BACAAN.
──────────────────────────────
MENGAPA TERJADI SERTIFIKAT TANAH GANDA ?
Oleh Turiman Fachturahman Nur
Saat ini pihak pemerintah dalam hal ini BPN menjamin tidak ada lagi
sertifikat ganda tetapi dalam kenyataan masih banyak kita temui kasus-kasus
sengketa baik perdata maupun pidana. Apalagi setelah masuk ke ranah hukum,
pihak BPN sudah tidak terlibat aktif. Pertanyaan yang mendasar adalah mengapa
masih ada sertifikat ganda ? Yang pasti ada beberapa penyebab-penyebab
sertifikat ganda, baik semuanya asli maupun hanya satu saja, yang penulis
rangkum dari berbagai sumber bacaan maupun kisah nyata dihadapan “mata” serta
pengalaman penulis ketika menjadi saksi ahli.
Kasus-kasus sertifikat ganda selalu diawali dengan pendaftaran tanah,
sebagaimana kita ketahui, bahwa sistem pendaftaran tanah yang dianut di Hukum
Agraria Indonesia, UU No 5 Tahun 1960, bahwa secara yuridis normatif ada cara pendaftaran
tanah, yaitu pendaftaran tanah
sistimatik dan pendaftaran tanah
sporadik.
──────────────────────────────
KETENTUAN LATIHAN.
(1) Tuliskan kembali dengan persis bagian bacaan tentang sertifikat tanah ganda, mulai dari "MENGAPA TERJADI SERTIFIKAT" dan terus sampai "menjadi saksi ahli.".
(2) Menurut bacaan tentang sertifikat tanah ganda, apa saja cara pendaftaran tanah yang secara yuridis normatif ada dalam Hukum Agraria Indonesia?
Kerjakan hanya dengan berpegang pada bacaan ini.
──────────────────────────────
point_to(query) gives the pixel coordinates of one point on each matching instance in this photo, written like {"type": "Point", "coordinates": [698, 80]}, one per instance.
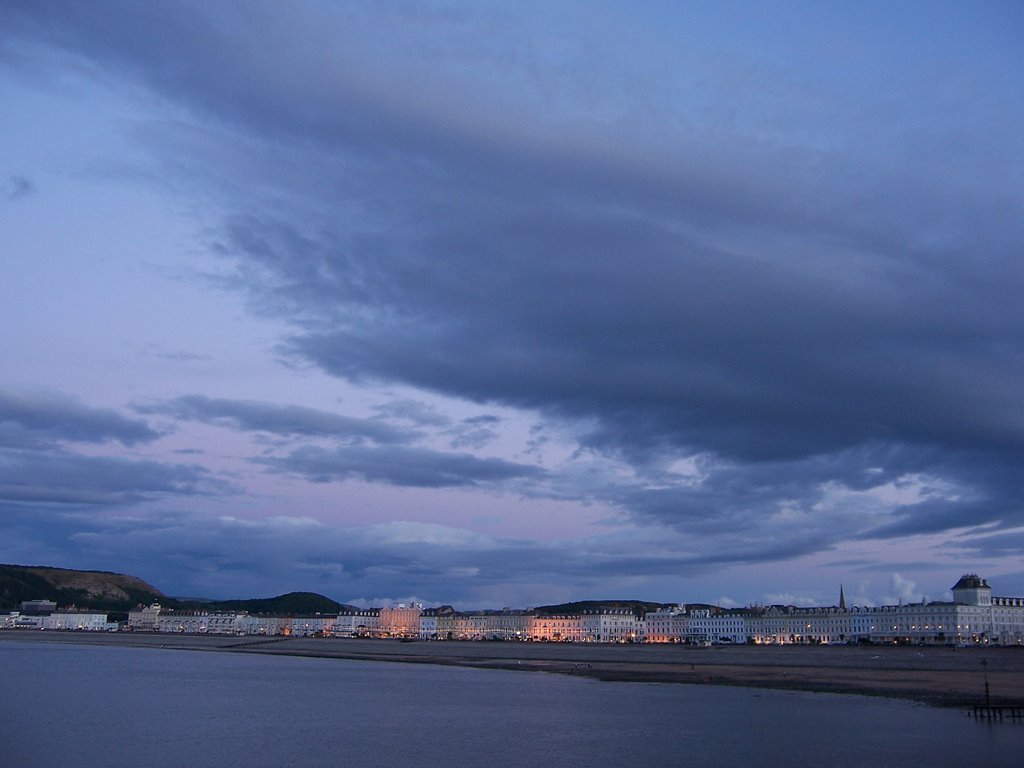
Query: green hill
{"type": "Point", "coordinates": [293, 602]}
{"type": "Point", "coordinates": [117, 592]}
{"type": "Point", "coordinates": [86, 589]}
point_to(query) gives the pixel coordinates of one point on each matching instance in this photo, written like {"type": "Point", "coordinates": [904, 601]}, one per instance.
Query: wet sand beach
{"type": "Point", "coordinates": [943, 676]}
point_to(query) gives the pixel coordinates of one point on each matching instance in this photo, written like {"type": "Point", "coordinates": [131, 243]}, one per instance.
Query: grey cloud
{"type": "Point", "coordinates": [57, 478]}
{"type": "Point", "coordinates": [193, 554]}
{"type": "Point", "coordinates": [404, 466]}
{"type": "Point", "coordinates": [415, 412]}
{"type": "Point", "coordinates": [282, 420]}
{"type": "Point", "coordinates": [19, 186]}
{"type": "Point", "coordinates": [812, 310]}
{"type": "Point", "coordinates": [474, 432]}
{"type": "Point", "coordinates": [32, 419]}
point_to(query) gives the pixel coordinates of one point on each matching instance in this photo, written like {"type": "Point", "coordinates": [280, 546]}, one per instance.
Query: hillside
{"type": "Point", "coordinates": [293, 602]}
{"type": "Point", "coordinates": [118, 592]}
{"type": "Point", "coordinates": [86, 589]}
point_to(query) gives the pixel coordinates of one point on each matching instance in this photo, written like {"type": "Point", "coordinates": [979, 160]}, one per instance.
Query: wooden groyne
{"type": "Point", "coordinates": [998, 712]}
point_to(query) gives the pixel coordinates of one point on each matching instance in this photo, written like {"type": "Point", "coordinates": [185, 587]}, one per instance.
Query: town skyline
{"type": "Point", "coordinates": [509, 305]}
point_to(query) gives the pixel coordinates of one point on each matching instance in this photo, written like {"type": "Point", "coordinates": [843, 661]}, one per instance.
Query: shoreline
{"type": "Point", "coordinates": [940, 677]}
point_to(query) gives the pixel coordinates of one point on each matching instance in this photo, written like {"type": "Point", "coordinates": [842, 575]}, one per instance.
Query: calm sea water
{"type": "Point", "coordinates": [79, 706]}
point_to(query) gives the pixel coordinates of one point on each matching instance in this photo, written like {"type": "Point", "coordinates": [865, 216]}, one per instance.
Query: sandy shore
{"type": "Point", "coordinates": [936, 676]}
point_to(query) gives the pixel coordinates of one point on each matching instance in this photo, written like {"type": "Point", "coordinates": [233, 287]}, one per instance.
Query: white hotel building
{"type": "Point", "coordinates": [974, 616]}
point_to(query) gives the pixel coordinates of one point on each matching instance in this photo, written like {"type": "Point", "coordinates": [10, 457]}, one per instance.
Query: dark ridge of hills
{"type": "Point", "coordinates": [102, 590]}
{"type": "Point", "coordinates": [293, 602]}
{"type": "Point", "coordinates": [85, 589]}
{"type": "Point", "coordinates": [639, 607]}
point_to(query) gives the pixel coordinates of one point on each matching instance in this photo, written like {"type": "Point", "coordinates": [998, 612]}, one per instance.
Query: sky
{"type": "Point", "coordinates": [507, 304]}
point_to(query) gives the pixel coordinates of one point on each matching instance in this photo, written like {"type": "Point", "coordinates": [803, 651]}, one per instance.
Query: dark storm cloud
{"type": "Point", "coordinates": [43, 418]}
{"type": "Point", "coordinates": [283, 420]}
{"type": "Point", "coordinates": [397, 465]}
{"type": "Point", "coordinates": [192, 554]}
{"type": "Point", "coordinates": [840, 308]}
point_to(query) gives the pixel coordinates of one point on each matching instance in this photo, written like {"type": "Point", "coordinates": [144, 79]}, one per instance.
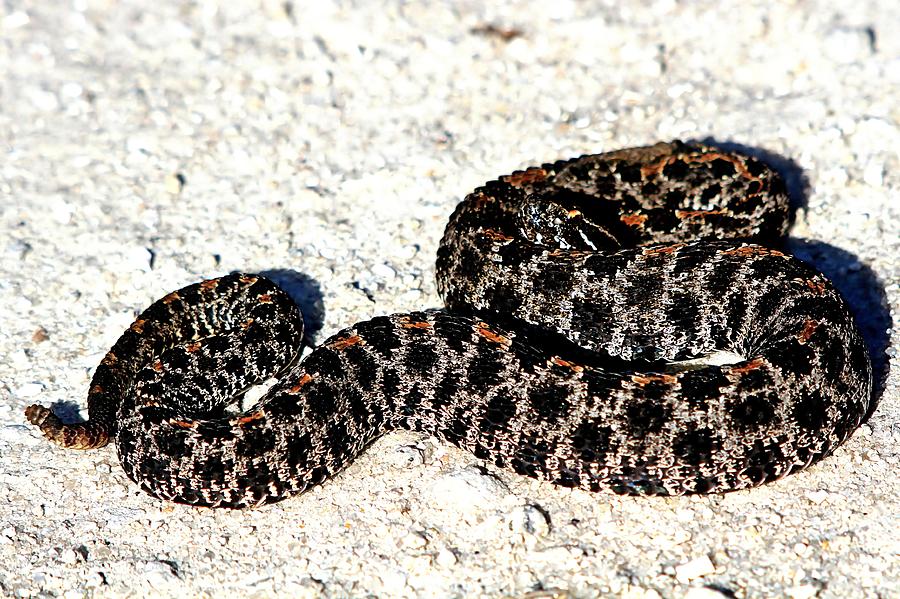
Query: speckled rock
{"type": "Point", "coordinates": [150, 145]}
──────────────────────────────
HASIL TIAP TUGAS.
(1)
MENGAPA TERJADI SERTIFIKAT TANAH GANDA ?
Oleh Turiman Fachturahman Nur
Saat ini pihak pemerintah dalam hal ini BPN menjamin tidak ada lagi
sertifikat ganda tetapi dalam kenyataan masih banyak kita temui kasus-kasus
sengketa baik perdata maupun pidana. Apalagi setelah masuk ke ranah hukum,
pihak BPN sudah tidak terlibat aktif. Pertanyaan yang mendasar adalah mengapa
masih ada sertifikat ganda ? Yang pasti ada beberapa penyebab-penyebab
sertifikat ganda, baik semuanya asli maupun hanya satu saja, yang penulis
rangkum dari berbagai sumber bacaan maupun kisah nyata dihadapan “mata” serta
pengalaman penulis ketika menjadi saksi ahli.

(2) Pendaftaran tanah sistimatik dan pendaftaran tanah sporadik.